• What you have to do: Return the stretch from the line with "dirt ground | locate" through the line with "distant vessel on horizon | locate" in the data below, character for character, skipping all pictures.

• Data:
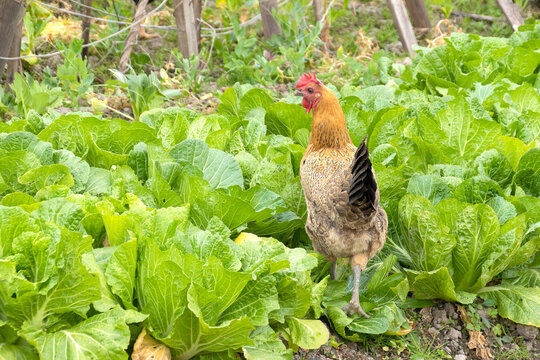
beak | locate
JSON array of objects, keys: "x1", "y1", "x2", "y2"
[{"x1": 295, "y1": 90, "x2": 304, "y2": 97}]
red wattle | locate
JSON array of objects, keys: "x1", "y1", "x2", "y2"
[{"x1": 302, "y1": 97, "x2": 311, "y2": 113}]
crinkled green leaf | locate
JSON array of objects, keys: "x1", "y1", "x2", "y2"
[
  {"x1": 105, "y1": 239, "x2": 137, "y2": 310},
  {"x1": 480, "y1": 283, "x2": 540, "y2": 327},
  {"x1": 33, "y1": 309, "x2": 132, "y2": 360},
  {"x1": 19, "y1": 164, "x2": 74, "y2": 195},
  {"x1": 265, "y1": 102, "x2": 311, "y2": 138},
  {"x1": 286, "y1": 317, "x2": 329, "y2": 350},
  {"x1": 170, "y1": 139, "x2": 243, "y2": 190}
]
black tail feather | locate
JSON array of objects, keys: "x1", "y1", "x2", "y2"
[{"x1": 347, "y1": 136, "x2": 378, "y2": 207}]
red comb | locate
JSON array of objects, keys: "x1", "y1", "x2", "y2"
[{"x1": 296, "y1": 72, "x2": 321, "y2": 88}]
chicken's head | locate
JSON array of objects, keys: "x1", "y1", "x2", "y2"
[{"x1": 296, "y1": 72, "x2": 323, "y2": 114}]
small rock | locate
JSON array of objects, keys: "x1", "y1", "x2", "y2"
[
  {"x1": 526, "y1": 341, "x2": 534, "y2": 351},
  {"x1": 447, "y1": 328, "x2": 462, "y2": 341},
  {"x1": 448, "y1": 340, "x2": 459, "y2": 351},
  {"x1": 428, "y1": 327, "x2": 438, "y2": 337},
  {"x1": 88, "y1": 56, "x2": 99, "y2": 66},
  {"x1": 442, "y1": 345, "x2": 451, "y2": 354},
  {"x1": 516, "y1": 324, "x2": 538, "y2": 341},
  {"x1": 477, "y1": 308, "x2": 488, "y2": 319},
  {"x1": 454, "y1": 355, "x2": 467, "y2": 360},
  {"x1": 501, "y1": 318, "x2": 517, "y2": 332},
  {"x1": 433, "y1": 308, "x2": 448, "y2": 329},
  {"x1": 444, "y1": 302, "x2": 457, "y2": 319},
  {"x1": 420, "y1": 306, "x2": 433, "y2": 323},
  {"x1": 54, "y1": 106, "x2": 71, "y2": 115}
]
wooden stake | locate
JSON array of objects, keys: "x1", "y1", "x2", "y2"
[
  {"x1": 313, "y1": 0, "x2": 324, "y2": 22},
  {"x1": 387, "y1": 0, "x2": 417, "y2": 56},
  {"x1": 194, "y1": 0, "x2": 202, "y2": 42},
  {"x1": 0, "y1": 0, "x2": 26, "y2": 82},
  {"x1": 81, "y1": 0, "x2": 93, "y2": 59},
  {"x1": 259, "y1": 0, "x2": 282, "y2": 40},
  {"x1": 118, "y1": 0, "x2": 149, "y2": 73},
  {"x1": 173, "y1": 0, "x2": 200, "y2": 58},
  {"x1": 497, "y1": 0, "x2": 524, "y2": 31},
  {"x1": 405, "y1": 0, "x2": 431, "y2": 29},
  {"x1": 5, "y1": 18, "x2": 22, "y2": 84}
]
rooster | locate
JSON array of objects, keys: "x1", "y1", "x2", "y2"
[{"x1": 296, "y1": 72, "x2": 387, "y2": 318}]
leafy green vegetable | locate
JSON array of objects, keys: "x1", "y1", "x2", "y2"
[{"x1": 1, "y1": 25, "x2": 539, "y2": 358}]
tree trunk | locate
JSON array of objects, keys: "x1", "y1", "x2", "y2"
[
  {"x1": 0, "y1": 0, "x2": 27, "y2": 83},
  {"x1": 119, "y1": 0, "x2": 149, "y2": 73},
  {"x1": 405, "y1": 0, "x2": 431, "y2": 29},
  {"x1": 173, "y1": 0, "x2": 200, "y2": 58},
  {"x1": 81, "y1": 0, "x2": 93, "y2": 59},
  {"x1": 259, "y1": 0, "x2": 282, "y2": 40}
]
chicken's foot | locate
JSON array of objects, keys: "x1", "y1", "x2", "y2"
[
  {"x1": 330, "y1": 261, "x2": 337, "y2": 280},
  {"x1": 342, "y1": 264, "x2": 370, "y2": 318}
]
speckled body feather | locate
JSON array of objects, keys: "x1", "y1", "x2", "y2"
[{"x1": 299, "y1": 85, "x2": 387, "y2": 263}]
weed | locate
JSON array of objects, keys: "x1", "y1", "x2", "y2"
[
  {"x1": 110, "y1": 70, "x2": 181, "y2": 120},
  {"x1": 407, "y1": 331, "x2": 452, "y2": 360},
  {"x1": 494, "y1": 345, "x2": 534, "y2": 360},
  {"x1": 56, "y1": 40, "x2": 94, "y2": 106}
]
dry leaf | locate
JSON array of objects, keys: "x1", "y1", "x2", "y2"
[
  {"x1": 426, "y1": 19, "x2": 462, "y2": 48},
  {"x1": 42, "y1": 18, "x2": 82, "y2": 42},
  {"x1": 468, "y1": 329, "x2": 493, "y2": 360},
  {"x1": 132, "y1": 328, "x2": 171, "y2": 360},
  {"x1": 457, "y1": 305, "x2": 493, "y2": 360}
]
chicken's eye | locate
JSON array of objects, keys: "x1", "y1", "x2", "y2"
[{"x1": 307, "y1": 88, "x2": 314, "y2": 94}]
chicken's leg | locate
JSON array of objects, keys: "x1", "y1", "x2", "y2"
[
  {"x1": 330, "y1": 261, "x2": 337, "y2": 280},
  {"x1": 342, "y1": 254, "x2": 370, "y2": 318}
]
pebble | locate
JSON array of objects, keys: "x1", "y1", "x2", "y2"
[
  {"x1": 420, "y1": 307, "x2": 433, "y2": 323},
  {"x1": 516, "y1": 324, "x2": 538, "y2": 341},
  {"x1": 427, "y1": 327, "x2": 438, "y2": 337},
  {"x1": 454, "y1": 355, "x2": 467, "y2": 360},
  {"x1": 444, "y1": 302, "x2": 458, "y2": 319},
  {"x1": 447, "y1": 328, "x2": 462, "y2": 341},
  {"x1": 433, "y1": 308, "x2": 448, "y2": 329},
  {"x1": 477, "y1": 308, "x2": 488, "y2": 319}
]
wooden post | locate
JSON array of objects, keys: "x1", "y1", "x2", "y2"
[
  {"x1": 194, "y1": 0, "x2": 202, "y2": 44},
  {"x1": 405, "y1": 0, "x2": 431, "y2": 29},
  {"x1": 259, "y1": 0, "x2": 282, "y2": 40},
  {"x1": 173, "y1": 0, "x2": 200, "y2": 58},
  {"x1": 497, "y1": 0, "x2": 524, "y2": 31},
  {"x1": 313, "y1": 0, "x2": 330, "y2": 43},
  {"x1": 119, "y1": 0, "x2": 149, "y2": 73},
  {"x1": 5, "y1": 18, "x2": 22, "y2": 84},
  {"x1": 387, "y1": 0, "x2": 417, "y2": 56},
  {"x1": 81, "y1": 0, "x2": 93, "y2": 59},
  {"x1": 313, "y1": 0, "x2": 324, "y2": 22},
  {"x1": 0, "y1": 0, "x2": 27, "y2": 83}
]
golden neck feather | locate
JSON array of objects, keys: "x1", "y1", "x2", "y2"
[{"x1": 308, "y1": 87, "x2": 352, "y2": 150}]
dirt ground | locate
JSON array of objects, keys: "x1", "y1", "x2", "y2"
[{"x1": 295, "y1": 302, "x2": 539, "y2": 360}]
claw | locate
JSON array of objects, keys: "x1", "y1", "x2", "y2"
[{"x1": 342, "y1": 301, "x2": 370, "y2": 318}]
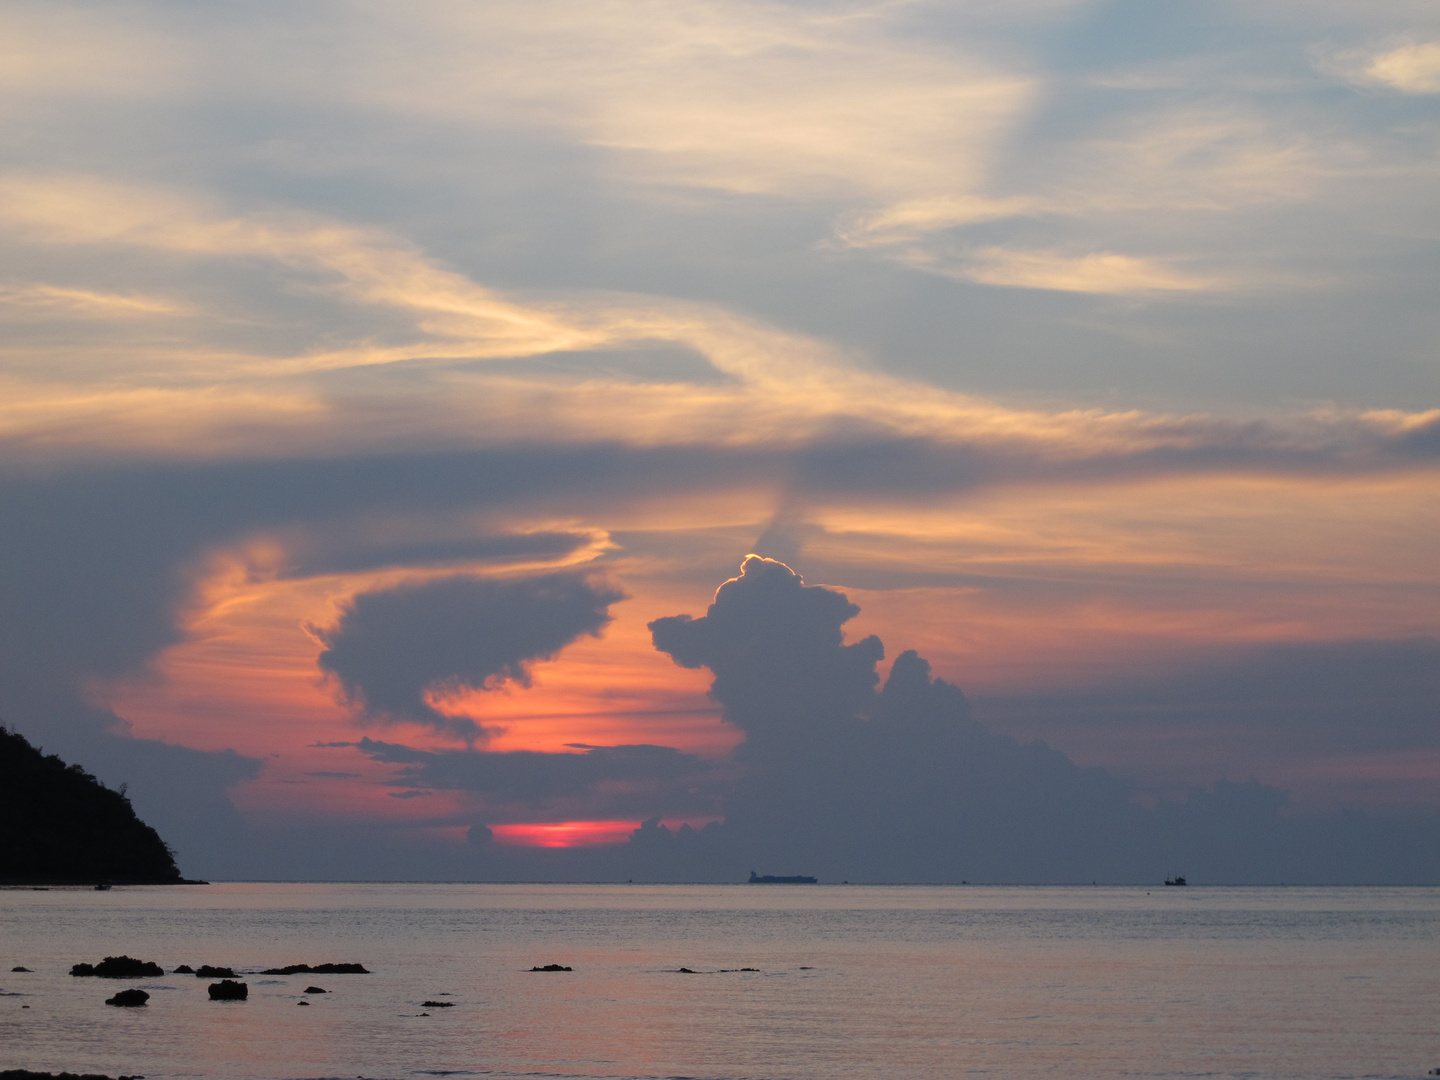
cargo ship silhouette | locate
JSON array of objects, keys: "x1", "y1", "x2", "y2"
[{"x1": 748, "y1": 871, "x2": 818, "y2": 884}]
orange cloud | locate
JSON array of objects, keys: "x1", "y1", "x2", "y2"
[{"x1": 491, "y1": 817, "x2": 720, "y2": 847}]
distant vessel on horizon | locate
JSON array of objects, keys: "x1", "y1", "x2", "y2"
[
  {"x1": 1164, "y1": 875, "x2": 1188, "y2": 886},
  {"x1": 748, "y1": 871, "x2": 818, "y2": 884}
]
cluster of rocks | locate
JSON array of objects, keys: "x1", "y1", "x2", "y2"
[
  {"x1": 48, "y1": 956, "x2": 367, "y2": 1007},
  {"x1": 260, "y1": 962, "x2": 368, "y2": 975},
  {"x1": 69, "y1": 957, "x2": 162, "y2": 979},
  {"x1": 677, "y1": 966, "x2": 760, "y2": 973},
  {"x1": 10, "y1": 954, "x2": 499, "y2": 1031}
]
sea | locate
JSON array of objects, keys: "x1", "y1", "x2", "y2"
[{"x1": 1, "y1": 883, "x2": 1437, "y2": 1080}]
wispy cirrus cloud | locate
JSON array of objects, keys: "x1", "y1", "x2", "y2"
[
  {"x1": 938, "y1": 247, "x2": 1225, "y2": 294},
  {"x1": 1358, "y1": 41, "x2": 1440, "y2": 93},
  {"x1": 0, "y1": 4, "x2": 190, "y2": 102},
  {"x1": 0, "y1": 284, "x2": 188, "y2": 318},
  {"x1": 0, "y1": 173, "x2": 1436, "y2": 471}
]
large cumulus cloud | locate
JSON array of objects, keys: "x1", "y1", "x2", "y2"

• Solved exercise:
dirt ground | locate
JSON array of objects, keys: "x1", "y1", "x2", "y2"
[{"x1": 295, "y1": 302, "x2": 539, "y2": 360}]
claw | locate
JSON array of objects, keys: "x1", "y1", "x2", "y2"
[{"x1": 342, "y1": 301, "x2": 370, "y2": 318}]
cargo ship silhouette | locate
JSON array of objects, keys: "x1", "y1", "x2", "y2"
[{"x1": 748, "y1": 871, "x2": 818, "y2": 884}]
orange cloud | locate
JSON array of objects, keys: "x1", "y1", "x2", "y2"
[{"x1": 491, "y1": 817, "x2": 720, "y2": 847}]
distant vessel on horizon | locate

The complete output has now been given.